[DATA SUPPLIED — start]

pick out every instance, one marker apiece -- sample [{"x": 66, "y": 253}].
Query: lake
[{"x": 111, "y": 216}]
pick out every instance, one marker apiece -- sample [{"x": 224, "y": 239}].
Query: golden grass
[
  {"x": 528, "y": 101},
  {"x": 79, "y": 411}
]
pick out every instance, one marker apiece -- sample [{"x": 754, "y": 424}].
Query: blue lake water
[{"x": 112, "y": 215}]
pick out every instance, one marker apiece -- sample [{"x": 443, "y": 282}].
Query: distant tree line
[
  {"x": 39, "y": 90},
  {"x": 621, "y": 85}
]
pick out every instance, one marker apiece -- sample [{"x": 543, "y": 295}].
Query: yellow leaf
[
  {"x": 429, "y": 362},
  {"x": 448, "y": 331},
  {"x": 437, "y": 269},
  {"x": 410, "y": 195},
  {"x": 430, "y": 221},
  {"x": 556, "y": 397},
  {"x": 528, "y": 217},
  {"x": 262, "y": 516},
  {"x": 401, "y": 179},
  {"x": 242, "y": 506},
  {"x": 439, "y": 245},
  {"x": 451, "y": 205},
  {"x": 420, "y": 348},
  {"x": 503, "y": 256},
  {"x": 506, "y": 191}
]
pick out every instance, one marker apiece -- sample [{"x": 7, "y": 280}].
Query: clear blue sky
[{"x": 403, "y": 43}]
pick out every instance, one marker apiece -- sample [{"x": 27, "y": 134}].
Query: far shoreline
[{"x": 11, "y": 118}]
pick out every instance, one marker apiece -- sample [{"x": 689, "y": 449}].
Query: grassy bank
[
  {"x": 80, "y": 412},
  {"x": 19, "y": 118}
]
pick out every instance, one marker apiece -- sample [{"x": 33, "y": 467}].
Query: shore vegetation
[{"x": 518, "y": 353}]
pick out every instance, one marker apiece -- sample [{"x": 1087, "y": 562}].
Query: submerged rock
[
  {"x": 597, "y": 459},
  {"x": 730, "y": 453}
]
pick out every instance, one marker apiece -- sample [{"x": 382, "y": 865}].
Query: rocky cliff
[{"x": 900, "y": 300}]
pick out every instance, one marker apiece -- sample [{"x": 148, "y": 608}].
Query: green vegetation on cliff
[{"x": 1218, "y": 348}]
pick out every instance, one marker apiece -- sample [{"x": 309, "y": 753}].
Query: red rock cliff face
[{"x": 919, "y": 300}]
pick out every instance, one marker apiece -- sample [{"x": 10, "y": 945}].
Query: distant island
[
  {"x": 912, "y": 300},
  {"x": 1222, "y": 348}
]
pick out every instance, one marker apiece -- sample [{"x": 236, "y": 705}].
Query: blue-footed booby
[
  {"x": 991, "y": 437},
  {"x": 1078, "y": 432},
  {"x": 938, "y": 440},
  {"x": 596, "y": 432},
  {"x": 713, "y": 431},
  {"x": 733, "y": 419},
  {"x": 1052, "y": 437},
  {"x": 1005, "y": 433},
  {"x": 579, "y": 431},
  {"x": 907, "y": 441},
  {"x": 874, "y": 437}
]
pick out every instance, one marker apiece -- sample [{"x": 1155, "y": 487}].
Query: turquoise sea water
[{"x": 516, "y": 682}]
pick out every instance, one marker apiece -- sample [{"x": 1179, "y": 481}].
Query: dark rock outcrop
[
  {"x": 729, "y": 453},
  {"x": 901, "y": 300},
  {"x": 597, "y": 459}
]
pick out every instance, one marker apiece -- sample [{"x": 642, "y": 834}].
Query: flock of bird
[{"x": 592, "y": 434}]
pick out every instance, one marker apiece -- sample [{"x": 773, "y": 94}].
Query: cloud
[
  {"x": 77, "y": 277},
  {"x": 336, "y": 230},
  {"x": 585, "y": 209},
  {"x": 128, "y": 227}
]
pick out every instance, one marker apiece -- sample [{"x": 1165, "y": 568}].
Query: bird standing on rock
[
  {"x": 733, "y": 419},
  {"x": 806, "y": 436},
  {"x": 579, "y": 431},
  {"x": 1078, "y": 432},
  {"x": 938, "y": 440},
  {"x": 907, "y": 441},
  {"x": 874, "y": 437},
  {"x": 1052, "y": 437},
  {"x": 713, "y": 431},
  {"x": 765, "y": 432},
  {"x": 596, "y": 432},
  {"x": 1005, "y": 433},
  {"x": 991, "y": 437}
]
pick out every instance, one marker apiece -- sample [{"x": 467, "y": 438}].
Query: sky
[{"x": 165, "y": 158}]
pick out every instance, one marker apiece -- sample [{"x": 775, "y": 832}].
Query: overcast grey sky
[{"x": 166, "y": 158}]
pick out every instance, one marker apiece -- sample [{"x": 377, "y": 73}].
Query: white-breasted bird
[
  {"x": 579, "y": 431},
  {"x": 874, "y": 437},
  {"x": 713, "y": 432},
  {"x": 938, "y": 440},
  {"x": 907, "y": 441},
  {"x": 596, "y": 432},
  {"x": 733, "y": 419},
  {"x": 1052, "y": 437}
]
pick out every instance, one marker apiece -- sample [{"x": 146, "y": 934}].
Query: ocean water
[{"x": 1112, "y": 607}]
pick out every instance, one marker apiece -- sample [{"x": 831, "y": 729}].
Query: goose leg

[DATA SUPPLIED — finish]

YOUR GOAL:
Each line above needs to be returned exactly as it is.

TASK ANSWER:
pick out every instance, one marker apiece -- sample [{"x": 66, "y": 253}].
Query: lake
[{"x": 111, "y": 216}]
pick out every instance, one marker apiece -- sample [{"x": 224, "y": 239}].
Query: golden grass
[
  {"x": 528, "y": 101},
  {"x": 79, "y": 411}
]
pick out every instance, one marker apiece -- sample [{"x": 754, "y": 424}].
Query: blue lake water
[{"x": 112, "y": 215}]
pick out every instance, one marker apiece -- sample [{"x": 443, "y": 282}].
Query: distant tree line
[
  {"x": 39, "y": 90},
  {"x": 621, "y": 85}
]
pick out every instance, one marker apiece -- sample [{"x": 543, "y": 295}].
Query: yellow leaf
[
  {"x": 429, "y": 362},
  {"x": 448, "y": 331},
  {"x": 437, "y": 269},
  {"x": 410, "y": 195},
  {"x": 430, "y": 221},
  {"x": 556, "y": 397},
  {"x": 528, "y": 217},
  {"x": 262, "y": 516},
  {"x": 401, "y": 179},
  {"x": 242, "y": 506},
  {"x": 439, "y": 245},
  {"x": 451, "y": 205},
  {"x": 420, "y": 348},
  {"x": 503, "y": 256},
  {"x": 506, "y": 191}
]
pick out every instance, one marker apiece -- sample [{"x": 7, "y": 280}].
Query: clear blue sky
[{"x": 403, "y": 43}]
pick out every instance, one marker apiece -- sample [{"x": 27, "y": 134}].
Query: far shoreline
[{"x": 11, "y": 118}]
pick out every instance, one marker apiece -- sample [{"x": 689, "y": 449}].
Query: grassy bank
[
  {"x": 80, "y": 412},
  {"x": 19, "y": 118}
]
pick out every instance, one marker apiece -- sample [{"x": 33, "y": 467}].
Query: shore vegetation
[{"x": 518, "y": 353}]
pick out every instance, one marker apiece -- sample [{"x": 1087, "y": 562}].
Query: submerged rock
[
  {"x": 597, "y": 459},
  {"x": 730, "y": 453}
]
pick out every instance, one marker apiece -- sample [{"x": 382, "y": 865}].
Query: rocky cliff
[{"x": 900, "y": 300}]
pick out every instance, one marker apiece -- sample [{"x": 148, "y": 608}].
Query: green vegetation on cliff
[{"x": 1218, "y": 348}]
pick out every instance, one marker apiece -- sample [{"x": 309, "y": 753}].
Query: red rock cliff face
[{"x": 919, "y": 300}]
pick out every instance, one marker apiece -- sample [{"x": 10, "y": 945}].
Query: distant island
[
  {"x": 912, "y": 300},
  {"x": 1222, "y": 348}
]
pick out every instance, one marker apiece -- sample [{"x": 236, "y": 705}].
Query: blue-footed booby
[
  {"x": 991, "y": 437},
  {"x": 1078, "y": 432},
  {"x": 938, "y": 440},
  {"x": 596, "y": 432},
  {"x": 713, "y": 431},
  {"x": 733, "y": 419},
  {"x": 1052, "y": 437},
  {"x": 1005, "y": 433},
  {"x": 579, "y": 431},
  {"x": 907, "y": 441},
  {"x": 874, "y": 437}
]
pick out every instance, one marker apiece -- sample [{"x": 1155, "y": 487}].
Query: turquoise sea water
[{"x": 516, "y": 682}]
pick out every instance, one marker apiece -- sample [{"x": 1179, "y": 481}].
Query: dark rock outcrop
[
  {"x": 729, "y": 453},
  {"x": 901, "y": 300},
  {"x": 597, "y": 459}
]
pick out every instance, one marker apiece -- sample [{"x": 642, "y": 834}].
Query: flock of bird
[{"x": 592, "y": 434}]
pick out every instance, one marker apiece -- sample [{"x": 773, "y": 94}].
Query: cloud
[
  {"x": 77, "y": 277},
  {"x": 336, "y": 230},
  {"x": 585, "y": 209},
  {"x": 128, "y": 227}
]
pick out every instance, one marker apiece -- sample [{"x": 1165, "y": 568}].
Query: bird standing on rock
[
  {"x": 733, "y": 419},
  {"x": 806, "y": 436},
  {"x": 579, "y": 431},
  {"x": 1078, "y": 432},
  {"x": 938, "y": 440},
  {"x": 907, "y": 441},
  {"x": 874, "y": 437},
  {"x": 1052, "y": 437},
  {"x": 713, "y": 431},
  {"x": 765, "y": 432},
  {"x": 596, "y": 432},
  {"x": 1005, "y": 433},
  {"x": 991, "y": 437}
]
pick out every instance, one marker apiece -- sample [{"x": 467, "y": 438}].
Query: sky
[{"x": 165, "y": 158}]
pick out every instance, one marker apiece -- sample [{"x": 775, "y": 832}].
Query: overcast grey sky
[{"x": 166, "y": 158}]
pick out every instance, one marker apiece -- sample [{"x": 377, "y": 73}].
Query: white-breasted bird
[
  {"x": 579, "y": 431},
  {"x": 874, "y": 437},
  {"x": 713, "y": 432},
  {"x": 938, "y": 440},
  {"x": 907, "y": 441},
  {"x": 596, "y": 432},
  {"x": 733, "y": 419},
  {"x": 1052, "y": 437}
]
pick out every instance, one marker apiece -- sample [{"x": 146, "y": 934}].
Query: ocean water
[{"x": 1112, "y": 607}]
pick out every instance, one marker apiece -- sample [{"x": 831, "y": 729}].
Query: goose leg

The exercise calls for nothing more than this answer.